**Given records:**
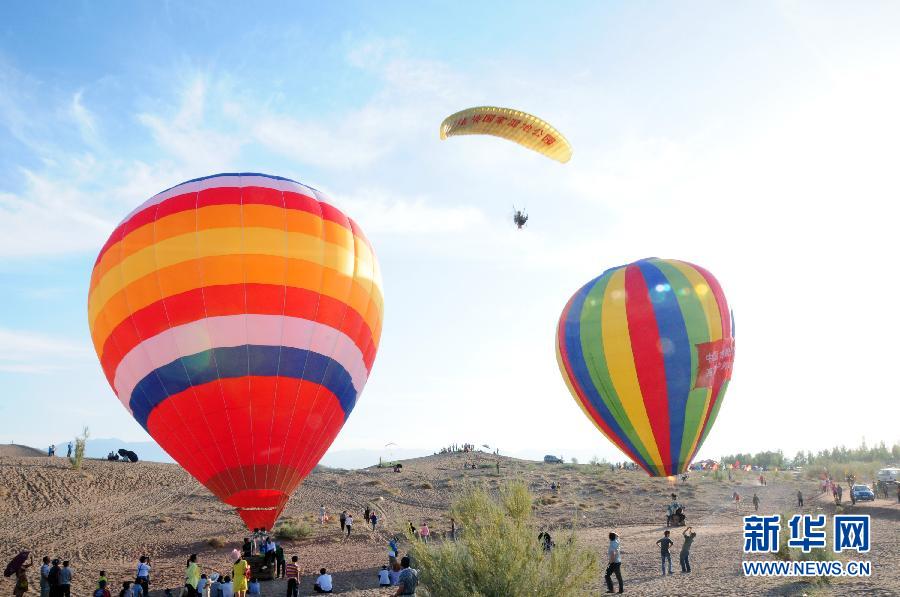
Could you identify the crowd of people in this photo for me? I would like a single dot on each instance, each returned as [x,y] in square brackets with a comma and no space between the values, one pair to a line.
[665,544]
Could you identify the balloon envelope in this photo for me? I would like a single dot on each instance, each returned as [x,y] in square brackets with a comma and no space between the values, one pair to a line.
[237,318]
[517,126]
[646,350]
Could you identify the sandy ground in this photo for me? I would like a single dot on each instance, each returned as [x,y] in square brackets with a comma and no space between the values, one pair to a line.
[107,514]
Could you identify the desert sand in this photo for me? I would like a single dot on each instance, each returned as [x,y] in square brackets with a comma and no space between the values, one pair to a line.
[107,514]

**What is being asked:** The entries are to be transcribed word for word, without their images.

**Solution to this task:**
Could you identify the crowd of people in this photo for me? I would like a single dot on each instance, each returned as [x,y] in square brackets with a comma and no space between the values, one pair to a line.
[665,544]
Could you identify the balloon envelope in this photo for me? I would like a single dot on each instance, each returned as [x,y] in square brackets with a comma and no space between the values, one pair to a line.
[237,318]
[517,126]
[646,350]
Could you identify the sandy ground in this photo for me? I would like a single dot on each instance, each returned as [x,y] in square brackets with a comma and no space between the values, one pair to a line.
[107,514]
Could you identify the desert sand in this photo for me? I would like a single dot on each instance, each returned as [x,y] in square brackets with a comma and no space between the values, one pair to a line.
[107,514]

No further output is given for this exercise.